[Lines for labeling points on pictures]
[START]

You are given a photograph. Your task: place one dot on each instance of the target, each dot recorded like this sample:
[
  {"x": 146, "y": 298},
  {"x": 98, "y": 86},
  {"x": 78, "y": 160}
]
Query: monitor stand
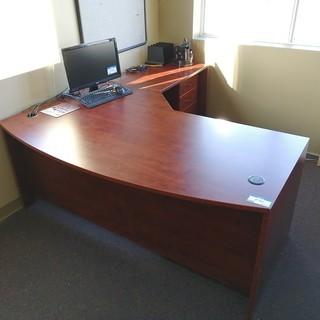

[END]

> **JOB**: Copy out the lines above word for word, without the pictures.

> **SOLVED PROBLEM**:
You are given a photograph. Your task: place one dot on each instance of the target, each dot recorded like this sample:
[
  {"x": 146, "y": 298},
  {"x": 98, "y": 86},
  {"x": 78, "y": 160}
]
Query: monitor stand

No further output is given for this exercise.